Return the entries verbatim and drop every picture.

§ Data
*** Block opens ***
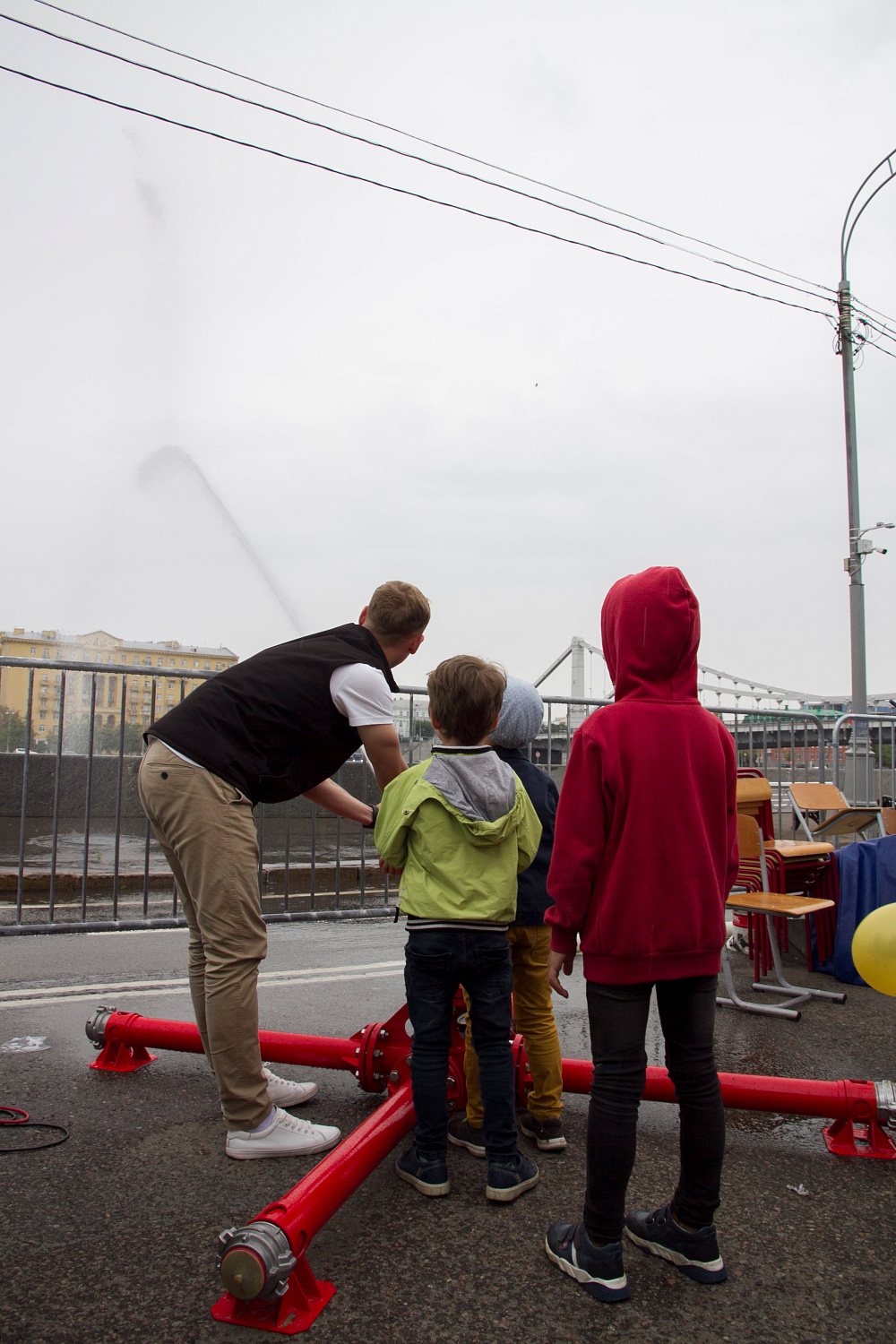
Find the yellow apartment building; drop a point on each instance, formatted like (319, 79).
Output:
(124, 667)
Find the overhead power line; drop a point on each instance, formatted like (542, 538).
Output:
(406, 191)
(403, 153)
(435, 144)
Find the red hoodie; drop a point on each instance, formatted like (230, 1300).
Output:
(645, 849)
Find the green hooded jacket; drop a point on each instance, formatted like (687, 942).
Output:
(462, 827)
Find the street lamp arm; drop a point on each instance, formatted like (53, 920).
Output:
(845, 238)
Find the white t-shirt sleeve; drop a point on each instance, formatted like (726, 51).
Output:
(360, 693)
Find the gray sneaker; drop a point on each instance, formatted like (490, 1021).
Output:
(547, 1133)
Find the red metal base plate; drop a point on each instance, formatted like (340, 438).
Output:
(120, 1058)
(300, 1305)
(853, 1139)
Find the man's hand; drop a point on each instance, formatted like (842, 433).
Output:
(556, 961)
(382, 746)
(338, 800)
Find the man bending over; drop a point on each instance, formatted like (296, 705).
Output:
(266, 730)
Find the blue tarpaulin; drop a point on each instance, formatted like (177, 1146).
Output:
(866, 873)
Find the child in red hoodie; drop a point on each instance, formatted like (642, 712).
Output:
(643, 857)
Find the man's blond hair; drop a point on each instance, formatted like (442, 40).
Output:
(465, 698)
(397, 612)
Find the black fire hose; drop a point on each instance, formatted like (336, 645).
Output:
(21, 1118)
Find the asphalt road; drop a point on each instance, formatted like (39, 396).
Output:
(112, 1236)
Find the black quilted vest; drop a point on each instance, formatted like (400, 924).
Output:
(268, 725)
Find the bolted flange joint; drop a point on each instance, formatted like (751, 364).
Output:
(96, 1026)
(885, 1104)
(255, 1261)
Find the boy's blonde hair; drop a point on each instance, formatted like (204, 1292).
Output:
(465, 698)
(397, 610)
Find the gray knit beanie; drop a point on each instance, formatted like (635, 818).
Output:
(521, 714)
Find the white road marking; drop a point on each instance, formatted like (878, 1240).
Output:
(150, 988)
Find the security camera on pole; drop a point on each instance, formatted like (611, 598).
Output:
(858, 763)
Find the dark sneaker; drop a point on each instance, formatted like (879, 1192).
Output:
(696, 1254)
(547, 1133)
(463, 1134)
(508, 1180)
(598, 1269)
(429, 1175)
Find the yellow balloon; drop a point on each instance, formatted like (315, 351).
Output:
(874, 949)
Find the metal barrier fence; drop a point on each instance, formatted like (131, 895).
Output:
(77, 852)
(864, 766)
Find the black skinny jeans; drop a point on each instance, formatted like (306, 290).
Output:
(618, 1021)
(435, 962)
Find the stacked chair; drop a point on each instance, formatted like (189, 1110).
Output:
(825, 806)
(753, 897)
(791, 866)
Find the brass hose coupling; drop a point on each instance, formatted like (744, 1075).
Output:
(255, 1261)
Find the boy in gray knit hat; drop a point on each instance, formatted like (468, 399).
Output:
(530, 938)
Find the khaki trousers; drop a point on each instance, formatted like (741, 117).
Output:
(207, 835)
(533, 1019)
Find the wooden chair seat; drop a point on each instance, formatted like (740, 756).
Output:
(798, 849)
(790, 905)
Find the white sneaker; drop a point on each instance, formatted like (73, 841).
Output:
(287, 1136)
(284, 1091)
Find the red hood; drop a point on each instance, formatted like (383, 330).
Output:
(650, 632)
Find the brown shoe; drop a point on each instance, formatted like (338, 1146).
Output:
(547, 1133)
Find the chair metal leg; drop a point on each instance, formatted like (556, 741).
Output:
(737, 1002)
(783, 986)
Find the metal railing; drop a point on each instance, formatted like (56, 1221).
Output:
(864, 766)
(77, 852)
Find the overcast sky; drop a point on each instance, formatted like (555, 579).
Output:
(378, 387)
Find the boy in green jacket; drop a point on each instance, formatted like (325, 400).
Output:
(461, 827)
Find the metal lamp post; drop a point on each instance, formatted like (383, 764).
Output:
(858, 545)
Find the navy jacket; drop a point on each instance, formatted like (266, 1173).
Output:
(532, 897)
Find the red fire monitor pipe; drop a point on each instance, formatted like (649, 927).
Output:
(269, 1282)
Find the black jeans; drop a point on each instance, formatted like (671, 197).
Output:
(618, 1021)
(435, 962)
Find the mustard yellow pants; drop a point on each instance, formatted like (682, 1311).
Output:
(533, 1019)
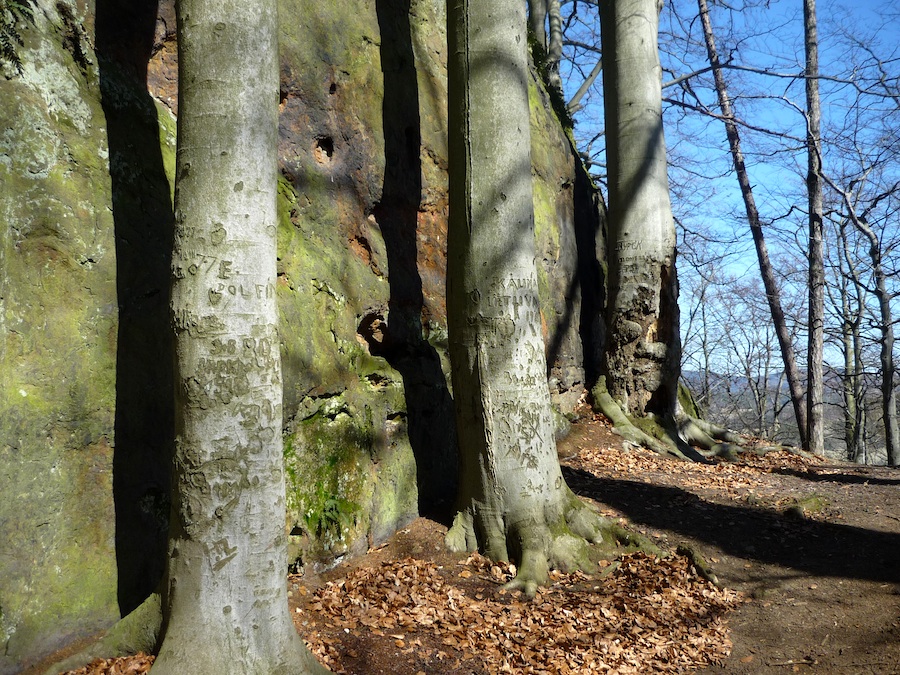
*** Block closes ***
§ Answer area
Find the yellow apartment building; drop a point on each instance, formatted like (319, 79).
Output:
(124, 667)
Find the overhead power line; drop a point on each instance, formatted like (542, 538).
Output:
(406, 191)
(403, 153)
(435, 144)
Find the red hoodie; drop a point on each instance, formatted like (230, 1300).
Output:
(645, 849)
Find the green hooded jacket; drop a point on each instance, formatted like (687, 942).
Output:
(462, 827)
Find the street lamp arm; drop a point on each instance, formatted like (53, 920).
Output:
(845, 238)
Find the white t-shirt sleeve; drop a point on each instance, formatted like (726, 51).
Output:
(360, 693)
Find the gray sneaker; drop a point on each instance, formatted like (490, 1021).
Output:
(547, 1133)
Find the red metal base plate; drop a point on each instance, formatted like (340, 438).
Output:
(120, 1058)
(300, 1305)
(853, 1139)
Find the man's hand; drop a point on each instance, formatted like (842, 433).
Output:
(556, 961)
(382, 746)
(338, 800)
Find the man bending over; drop a point on each instance, formatted like (296, 705).
Output:
(266, 730)
Find the blue tarpaulin; drop a point on each instance, formatted like (177, 1146).
Output:
(866, 873)
Find the child in red hoodie; drop a point on each instance, formatted like (642, 712).
Output:
(643, 857)
Find the man's blond hair; drop a point on each instance, formatted like (442, 40).
Output:
(465, 698)
(397, 612)
Find the black fire hose; drop a point on each instance, formatted like (336, 645).
Output:
(21, 1118)
Find the asphalt road; drop a point on each instance, formatted like (39, 396).
Output:
(112, 1236)
Find the black quilted vest; drop a point on each instance, formatted like (400, 924).
Output:
(268, 725)
Find the bolted flange joint; drop a point on each instance, formatted like (751, 364).
Output:
(96, 1026)
(885, 1104)
(255, 1261)
Find the boy's blonde hair; drop a point on each instance, formatted like (204, 1292).
Output:
(465, 698)
(397, 610)
Find the gray knit beanie; drop a point on each instance, formatted like (635, 818).
Output:
(521, 714)
Find the white road marking; drop a point on each instance, formatted like (878, 1240).
Output:
(150, 988)
Find the security camera on pole; drop a point on each instance, formatted like (611, 598).
Output:
(858, 763)
Find the dark sneaker; drop a point on each instance, formatted like (879, 1192).
Output:
(696, 1254)
(547, 1133)
(463, 1134)
(508, 1180)
(598, 1269)
(429, 1175)
Find the yellow balloon; drop a point on each instance, formatted like (315, 351).
Output:
(874, 949)
Find the metal barrier fence; drop a point on each instance, formatted like (131, 895).
Output:
(77, 852)
(864, 766)
Find the black skinny jeans; drop a point on each instance, formatted like (306, 290).
Output:
(618, 1021)
(435, 962)
Find the stacked chair; drop a point on each instance, formatted like (189, 1110).
Output:
(825, 806)
(753, 897)
(791, 866)
Find the brass hose coupling; drop a point on each instance, formatted like (744, 1075).
Output:
(255, 1261)
Find the boy in gray knit hat; drop a point on each instance, formatted like (468, 399).
Output:
(530, 938)
Find the khaki trousers; drop a point on each instance, formatted like (741, 117).
Output:
(207, 835)
(533, 1019)
Find the wooden chair seat; drop a point on each instance, formatted like (740, 756).
Output:
(798, 849)
(790, 905)
Find the white sneaker; drop a point on each instance, formatted like (73, 841).
Output:
(287, 1136)
(284, 1091)
Find the red hood; drop a point on each instance, formatted like (383, 330).
Output:
(650, 632)
Find the brown shoe; drop a point on each instance, formatted like (338, 1146).
Output:
(547, 1133)
Find the chair metal leg; drop a point on each instance, formatted like (556, 741).
Output:
(737, 1002)
(783, 986)
Find the metal railing; drop a point on each instance, formatted like (56, 1221).
Output:
(864, 766)
(77, 852)
Find the overcast sky; drop a point on each instance, formatted like (555, 579).
Output:
(378, 387)
Find the boy in green jacket; drop a point on each instance, formatted like (325, 400).
Output:
(461, 827)
Find the metal lamp post; drop a point on each instance, formatted like (383, 764).
Output:
(858, 545)
Find the navy jacket; drop a point on each instance, formatted like (266, 1173).
Output:
(532, 897)
Find the red fire monitor pipe; drop a point on each instance, formatted like (649, 927).
Output:
(269, 1282)
Find the black jeans; drop a point on each instance, formatted like (671, 197).
Output:
(618, 1021)
(435, 962)
Find the mustard yellow pants; drop a point on each instance, formatted like (682, 1311).
Output:
(533, 1019)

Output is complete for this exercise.